*What is being asked*
Retype all of the lines below without any change, and leave the pictures out.

*Records provided*

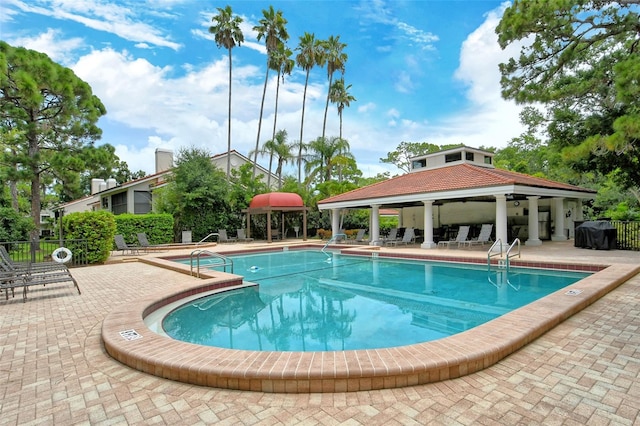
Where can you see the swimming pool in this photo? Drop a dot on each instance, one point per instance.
(315, 301)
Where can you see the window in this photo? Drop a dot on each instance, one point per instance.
(418, 164)
(450, 158)
(119, 203)
(141, 202)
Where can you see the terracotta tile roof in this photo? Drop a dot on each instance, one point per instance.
(458, 177)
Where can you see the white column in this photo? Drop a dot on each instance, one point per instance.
(375, 225)
(501, 219)
(579, 214)
(428, 225)
(534, 232)
(558, 233)
(335, 221)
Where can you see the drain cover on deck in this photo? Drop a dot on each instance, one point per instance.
(130, 335)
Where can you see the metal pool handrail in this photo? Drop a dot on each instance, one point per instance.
(213, 234)
(222, 260)
(333, 238)
(490, 253)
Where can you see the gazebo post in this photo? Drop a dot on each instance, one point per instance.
(304, 225)
(282, 233)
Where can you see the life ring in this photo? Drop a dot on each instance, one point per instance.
(64, 259)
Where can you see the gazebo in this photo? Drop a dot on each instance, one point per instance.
(283, 202)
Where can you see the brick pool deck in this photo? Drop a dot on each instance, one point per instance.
(54, 368)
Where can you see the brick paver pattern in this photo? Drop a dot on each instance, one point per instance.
(53, 370)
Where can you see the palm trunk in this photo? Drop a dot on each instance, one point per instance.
(229, 124)
(304, 99)
(326, 107)
(264, 94)
(275, 119)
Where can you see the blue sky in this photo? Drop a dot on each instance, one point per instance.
(421, 71)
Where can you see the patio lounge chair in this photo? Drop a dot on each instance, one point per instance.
(5, 257)
(242, 236)
(224, 238)
(122, 245)
(144, 242)
(12, 276)
(391, 238)
(463, 233)
(408, 238)
(10, 280)
(359, 239)
(483, 237)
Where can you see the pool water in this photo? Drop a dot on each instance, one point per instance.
(315, 301)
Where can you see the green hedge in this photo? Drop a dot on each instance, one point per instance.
(158, 227)
(96, 228)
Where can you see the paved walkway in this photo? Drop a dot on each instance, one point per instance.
(53, 369)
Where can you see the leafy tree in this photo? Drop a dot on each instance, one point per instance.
(197, 195)
(273, 29)
(580, 61)
(244, 187)
(311, 54)
(53, 113)
(336, 60)
(15, 227)
(99, 163)
(282, 151)
(228, 34)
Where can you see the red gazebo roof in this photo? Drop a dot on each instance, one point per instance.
(276, 201)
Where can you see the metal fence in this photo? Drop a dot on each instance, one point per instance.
(27, 251)
(628, 235)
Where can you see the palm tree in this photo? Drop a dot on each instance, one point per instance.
(283, 152)
(228, 34)
(268, 148)
(272, 29)
(339, 95)
(282, 62)
(311, 54)
(325, 155)
(336, 59)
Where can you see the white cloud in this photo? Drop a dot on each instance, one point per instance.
(192, 110)
(101, 16)
(51, 42)
(368, 107)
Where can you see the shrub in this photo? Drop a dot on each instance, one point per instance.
(96, 228)
(13, 226)
(157, 226)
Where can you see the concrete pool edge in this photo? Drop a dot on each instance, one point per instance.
(296, 372)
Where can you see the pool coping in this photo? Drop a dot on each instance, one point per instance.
(342, 371)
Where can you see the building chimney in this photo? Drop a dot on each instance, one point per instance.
(95, 185)
(164, 159)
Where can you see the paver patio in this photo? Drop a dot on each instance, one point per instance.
(54, 370)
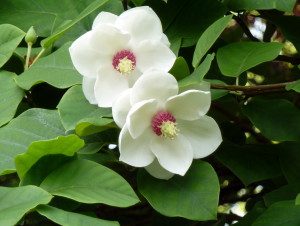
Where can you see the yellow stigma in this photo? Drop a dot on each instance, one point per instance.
(125, 66)
(169, 129)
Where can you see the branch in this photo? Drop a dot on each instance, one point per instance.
(255, 90)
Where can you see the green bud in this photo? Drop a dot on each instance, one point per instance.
(31, 36)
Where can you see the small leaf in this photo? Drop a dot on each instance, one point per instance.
(67, 145)
(32, 125)
(197, 76)
(56, 69)
(193, 196)
(15, 202)
(66, 218)
(282, 126)
(90, 183)
(10, 38)
(77, 113)
(207, 39)
(235, 58)
(11, 96)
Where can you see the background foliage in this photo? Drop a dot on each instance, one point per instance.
(57, 161)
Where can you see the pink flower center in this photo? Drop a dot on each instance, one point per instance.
(164, 124)
(124, 61)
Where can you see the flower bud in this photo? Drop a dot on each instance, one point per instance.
(31, 36)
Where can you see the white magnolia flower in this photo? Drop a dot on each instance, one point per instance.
(117, 50)
(161, 130)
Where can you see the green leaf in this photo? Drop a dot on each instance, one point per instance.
(235, 58)
(15, 202)
(66, 26)
(289, 160)
(250, 163)
(66, 218)
(207, 39)
(287, 192)
(180, 68)
(197, 76)
(10, 38)
(283, 5)
(280, 213)
(67, 145)
(11, 96)
(56, 69)
(77, 113)
(288, 25)
(282, 126)
(194, 196)
(90, 183)
(295, 86)
(32, 125)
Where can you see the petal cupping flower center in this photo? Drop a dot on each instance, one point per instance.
(124, 61)
(164, 124)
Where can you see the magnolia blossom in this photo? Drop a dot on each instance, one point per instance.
(118, 49)
(162, 130)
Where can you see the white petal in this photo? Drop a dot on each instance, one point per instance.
(121, 107)
(140, 117)
(141, 22)
(109, 86)
(85, 59)
(189, 105)
(203, 134)
(107, 39)
(154, 84)
(104, 17)
(135, 152)
(175, 155)
(156, 170)
(88, 89)
(154, 54)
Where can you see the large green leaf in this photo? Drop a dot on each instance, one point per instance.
(66, 218)
(77, 113)
(280, 213)
(66, 26)
(277, 119)
(11, 96)
(90, 183)
(56, 69)
(283, 5)
(288, 25)
(15, 202)
(235, 58)
(194, 196)
(32, 125)
(207, 39)
(10, 38)
(67, 145)
(250, 163)
(289, 160)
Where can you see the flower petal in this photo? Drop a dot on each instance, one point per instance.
(121, 107)
(189, 105)
(154, 54)
(140, 117)
(154, 84)
(85, 59)
(88, 89)
(135, 152)
(109, 40)
(156, 170)
(203, 134)
(109, 86)
(141, 22)
(175, 155)
(104, 17)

*Exercise response*
Where can you see the swimming pool in this photo? Drop a dot on each instance, one point per instance.
(315, 301)
Where can you see the window in this photo? Drop a dot on each instance, one point per instance.
(418, 164)
(450, 158)
(119, 203)
(141, 202)
Where can you see the terracotta tile roof in this photo? Drop a dot on each instance, one point per instance.
(458, 177)
Where can you see the white column in this photo? Drop a dot on each instance, one point per instance.
(375, 225)
(501, 219)
(579, 214)
(428, 225)
(534, 232)
(558, 233)
(335, 221)
Where can you see the drain cover on deck in this photo? Drop a dot on each instance, one point per instance.
(130, 335)
Where can you see the metal pool handrail in this photo? Drop a dot on each instance, one point per instance.
(213, 234)
(222, 260)
(333, 238)
(490, 253)
Where can you see the gazebo post in this photo? Drop a dot on each instance, one point per instance.
(304, 225)
(282, 233)
Where can you see the life ring in this photo? Drop a dot on each instance, one point per instance.
(64, 259)
Where can you see the gazebo in this photo? Drop a dot on each instance, one point per instance.
(283, 202)
Where can you see the brick pool deck in this photo? Drop a dot on each instance, one point per instance.
(54, 368)
Where can you see the brick paver pattern in this photo? Drop a dot on each instance, one point per instance.
(53, 370)
Where can you see the palm trunk in this photo? Drop a dot on each instance, one point per instance.
(229, 124)
(304, 99)
(326, 107)
(264, 94)
(275, 119)
Where can you see the blue sky in this photo? Drop a dot on each instance, one point per instance.
(421, 71)
Where can you see the patio lounge chair in this photo? Drop a dot on each instance, one point per instance.
(5, 257)
(242, 236)
(224, 238)
(122, 245)
(144, 242)
(12, 276)
(391, 238)
(463, 233)
(408, 238)
(10, 280)
(359, 239)
(483, 237)
Where can you see the pool water in this photo? Drop a dot on each instance, one point per instance.
(315, 301)
Where can you see the green hedge in this photo? Drop a dot on each instance, one point per instance.
(158, 227)
(96, 228)
Where can you see the paved walkway in this photo? Drop a dot on each instance, one point per instance.
(53, 369)
Where can you see the leafy tree in this photo? Drop a dot on each instance, one point per instance.
(197, 195)
(273, 29)
(580, 61)
(244, 187)
(311, 54)
(53, 113)
(336, 60)
(15, 227)
(99, 163)
(282, 151)
(228, 34)
Where can you see the red gazebo roof in this photo? Drop a dot on each instance, one point per instance.
(276, 201)
Where can you see the metal fence in this photo? Drop a dot on each instance, one point per instance.
(27, 251)
(628, 235)
Where can you see the palm tree in this photo? Drop a dot on each instance, one point per instance.
(283, 152)
(228, 34)
(268, 148)
(272, 29)
(339, 95)
(282, 62)
(311, 54)
(325, 155)
(336, 59)
Where can you see the white cloud in this photo? Drop a dot on each instance, one point per instance.
(192, 110)
(101, 16)
(51, 42)
(368, 107)
Where can you see the shrub in this photo? Drop a dot on each instance, one point per instance.
(96, 228)
(13, 226)
(157, 226)
Where can you see the concrete pool edge in this photo? Drop a dot on each instance, one point per instance.
(296, 372)
Where can you see the pool coping in this photo? Drop a dot on each instance, one point per instance.
(342, 371)
Where can you see the building chimney in this photo? Drop a dot on each instance, one point per instance.
(95, 185)
(164, 159)
Where can you see the paver patio in this photo? Drop a dot on each instance, one point per instance.
(54, 370)
Where can you see the yellow stigma in this photo? Drop a dot on each instance, one point per instance.
(125, 66)
(169, 129)
Where can you see the branch in this photo? Drop a dot on each instance, one point per instance.
(255, 90)
Where can you see the green bud in this photo? Drop a dot on each instance, one point per instance.
(31, 36)
Where can you see the small leaf in this photo? Drop a dot on each instance, one point per instance.
(67, 145)
(32, 125)
(197, 76)
(56, 69)
(193, 196)
(15, 202)
(66, 218)
(282, 126)
(90, 183)
(10, 38)
(77, 113)
(207, 39)
(235, 58)
(11, 96)
Where can you see the background foliage in this photo? Drop a dot on each instance, one point per instance.
(57, 161)
Where can you see the pink flower center in this photo? Drop a dot on each instance, one point per instance.
(164, 124)
(124, 61)
Where can you see the flower bud in this photo? Drop a dot on each instance, one point per instance.
(31, 36)
Where can you see the white magnolia flower in this photo? Drop a dot on each instance, one point per instance.
(117, 50)
(161, 130)
Where can you see the green leaf in this photo? Drop a dot on each instance, one point per instance.
(235, 58)
(15, 202)
(66, 26)
(289, 160)
(250, 163)
(66, 218)
(207, 39)
(287, 192)
(180, 68)
(197, 76)
(10, 38)
(283, 5)
(280, 213)
(67, 145)
(11, 96)
(56, 69)
(77, 113)
(288, 25)
(282, 126)
(194, 196)
(90, 183)
(295, 86)
(32, 125)
Where can you see the petal cupping flower center in this photo? Drop a dot on each instance, one point per instance.
(124, 61)
(164, 124)
Where can you see the magnolia blossom in this photo? Drop a dot on each instance, one point per instance.
(118, 49)
(162, 130)
Where can you see the white petal in this photo? Drop a dot on each instance, one point per instance.
(121, 107)
(140, 117)
(141, 22)
(109, 86)
(85, 59)
(189, 105)
(203, 134)
(107, 39)
(154, 84)
(104, 17)
(135, 152)
(175, 155)
(156, 170)
(88, 89)
(154, 54)
Where can you see the large green leaf in this photo? Drop a dot on each instance, one point per instance.
(66, 218)
(77, 113)
(280, 213)
(66, 26)
(277, 119)
(11, 96)
(90, 183)
(56, 69)
(283, 5)
(288, 25)
(15, 202)
(235, 58)
(194, 196)
(32, 125)
(207, 39)
(10, 38)
(67, 145)
(250, 163)
(289, 160)
Where can you see the flower petal in this photo? Drop a dot on each instance, one point per instance.
(121, 107)
(189, 105)
(154, 54)
(140, 117)
(154, 84)
(85, 59)
(88, 89)
(135, 152)
(109, 40)
(156, 170)
(203, 134)
(109, 86)
(141, 22)
(175, 155)
(104, 17)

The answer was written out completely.